→ EXERCISE REQUIREMENTS:
Copy out each line below exactly as written.
#### STORED DATA
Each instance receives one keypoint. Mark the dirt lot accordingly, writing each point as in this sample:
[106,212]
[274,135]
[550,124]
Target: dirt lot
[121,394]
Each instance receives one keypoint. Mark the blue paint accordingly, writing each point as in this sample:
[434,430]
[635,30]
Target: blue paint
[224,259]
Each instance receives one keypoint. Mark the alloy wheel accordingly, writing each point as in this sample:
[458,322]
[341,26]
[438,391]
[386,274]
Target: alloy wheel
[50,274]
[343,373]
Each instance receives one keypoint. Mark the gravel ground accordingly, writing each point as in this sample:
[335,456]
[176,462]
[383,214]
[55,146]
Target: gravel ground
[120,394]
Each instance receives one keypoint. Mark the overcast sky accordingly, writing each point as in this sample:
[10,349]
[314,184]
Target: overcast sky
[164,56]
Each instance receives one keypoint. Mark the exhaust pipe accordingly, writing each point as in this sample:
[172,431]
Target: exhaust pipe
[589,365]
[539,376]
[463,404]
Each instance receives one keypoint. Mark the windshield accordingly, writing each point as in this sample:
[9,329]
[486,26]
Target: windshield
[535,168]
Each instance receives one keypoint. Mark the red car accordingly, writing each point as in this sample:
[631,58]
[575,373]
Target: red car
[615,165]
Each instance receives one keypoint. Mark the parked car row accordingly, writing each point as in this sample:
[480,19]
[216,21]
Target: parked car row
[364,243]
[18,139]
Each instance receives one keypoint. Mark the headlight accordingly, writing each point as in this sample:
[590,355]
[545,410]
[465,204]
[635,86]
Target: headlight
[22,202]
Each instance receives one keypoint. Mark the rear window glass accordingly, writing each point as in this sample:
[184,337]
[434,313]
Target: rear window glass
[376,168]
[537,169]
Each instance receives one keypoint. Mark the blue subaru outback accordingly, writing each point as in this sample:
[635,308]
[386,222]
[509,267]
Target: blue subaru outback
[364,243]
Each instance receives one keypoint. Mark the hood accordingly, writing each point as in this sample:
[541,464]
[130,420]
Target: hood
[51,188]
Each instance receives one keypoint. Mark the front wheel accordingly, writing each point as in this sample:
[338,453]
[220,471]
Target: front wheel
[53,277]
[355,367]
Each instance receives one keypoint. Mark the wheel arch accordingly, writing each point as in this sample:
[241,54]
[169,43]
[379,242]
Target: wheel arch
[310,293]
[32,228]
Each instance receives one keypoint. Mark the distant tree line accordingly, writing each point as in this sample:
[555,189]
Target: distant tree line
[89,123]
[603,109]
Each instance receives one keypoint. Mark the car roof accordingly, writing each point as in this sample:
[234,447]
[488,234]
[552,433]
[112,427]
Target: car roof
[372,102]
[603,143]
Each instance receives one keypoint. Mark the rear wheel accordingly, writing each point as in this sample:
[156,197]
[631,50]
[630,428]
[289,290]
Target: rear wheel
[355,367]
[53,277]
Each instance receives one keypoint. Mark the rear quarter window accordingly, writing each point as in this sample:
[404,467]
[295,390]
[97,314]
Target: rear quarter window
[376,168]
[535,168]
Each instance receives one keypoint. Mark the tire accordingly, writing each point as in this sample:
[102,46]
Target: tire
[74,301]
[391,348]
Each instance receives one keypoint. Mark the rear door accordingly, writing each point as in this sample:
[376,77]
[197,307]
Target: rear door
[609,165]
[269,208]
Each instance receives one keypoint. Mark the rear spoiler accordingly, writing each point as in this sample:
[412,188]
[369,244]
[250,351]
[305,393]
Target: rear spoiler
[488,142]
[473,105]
########
→ WRITTEN RESPONSE:
Each instance receives one keypoint. Mark the dirt lot accordingly, writing each point as in this sample:
[106,212]
[274,135]
[550,124]
Target: dirt lot
[121,394]
Each instance receives one keypoint. Mark the blue paint accordingly, writing each point as in this sample:
[434,430]
[635,30]
Target: blue paint
[224,259]
Each instance receives one keypoint. Mark the alloy wheel accordingly, writing each point as in this sample:
[458,322]
[341,26]
[438,391]
[386,274]
Target: alloy wheel
[50,274]
[343,373]
Each instance receives one keypoint. Mark the gravel ground accordingly, writing each point as in this sample:
[335,456]
[176,462]
[383,214]
[55,146]
Target: gravel ground
[120,394]
Each instance receives one keypoint. Mark the overcast sky accordingly, writing each point as in this sample:
[10,349]
[314,184]
Target: overcast sky
[164,56]
Each instance receives one keypoint. Mark the exhaust pipe accordingly, writing each point as in this sample:
[172,431]
Target: exhaust pipe
[589,365]
[539,376]
[463,404]
Each instance receives one keypoint. Mark the windshield accordingly, writing each point as in this sample:
[9,329]
[486,26]
Target: windshield
[535,168]
Each instance receives one keypoint. Mark the red car accordingly, writing each point as in this sample:
[631,58]
[575,373]
Target: red car
[615,165]
Each instance receives one keypoint. Mark the parked car row accordingly, writing each point as in this sample:
[480,19]
[216,21]
Target: parked car row
[364,243]
[18,139]
Each instance receives one keypoint. Mark the headlight accordingly, writing each point as in this sample:
[590,355]
[545,410]
[465,204]
[635,86]
Target: headlight
[22,202]
Each instance receives one keypoint. Mark the rear window glass accordingly, writing each point as in this sample:
[184,337]
[434,313]
Target: rear window glass
[376,168]
[537,169]
Each instance receives one keypoint. Mark the blue subaru outback accordingly, writing each point as in this sample:
[635,308]
[386,222]
[509,267]
Target: blue subaru outback
[364,243]
Each instance receives one keypoint. Mark the hood accordingly, writing each point as in this sample:
[541,464]
[130,420]
Target: hood
[51,188]
Each instance receives one keypoint. Mark the front wheel accordingly, writing each point as in this sample:
[338,453]
[220,471]
Target: front wheel
[53,277]
[355,367]
Each instance receives one keypoint. Mark the wheel arch accordingly, writing each point as in this sample:
[241,54]
[169,43]
[379,242]
Target: wheel arch
[310,293]
[32,228]
Each instance receives one keypoint. Mark the distant tree line accordingly, writing each point as in this sample:
[555,189]
Target: distant tree line
[89,123]
[603,109]
Each instance receives one keypoint. Mark the car roof accordingly, writing each point as in this sample:
[234,447]
[488,234]
[552,433]
[112,427]
Target: car roof
[372,102]
[603,143]
Each instance receives one keypoint. Mark the rear wheel accordingly, writing each point as in this sample:
[156,197]
[631,50]
[630,428]
[289,290]
Target: rear wheel
[355,367]
[53,277]
Each instance receives one keypoint. Mark the rear quarter window accordingly, writing each point as in this sample:
[404,467]
[295,390]
[97,314]
Target: rear quarter window
[376,168]
[535,168]
Each instance receives one keypoint. Mark the tire accordingly, writing each point as in this sample:
[102,46]
Target: tire
[74,301]
[391,348]
Each instance receives one keypoint. Mark the rear door accordingly, writing each point as in this sample:
[376,77]
[197,307]
Target: rear door
[609,165]
[269,208]
Each instance receives one keypoint. Mark the rear spoiler accordingly, writing each point as in this sample:
[412,188]
[369,244]
[250,351]
[305,393]
Target: rear spoiler
[488,142]
[473,105]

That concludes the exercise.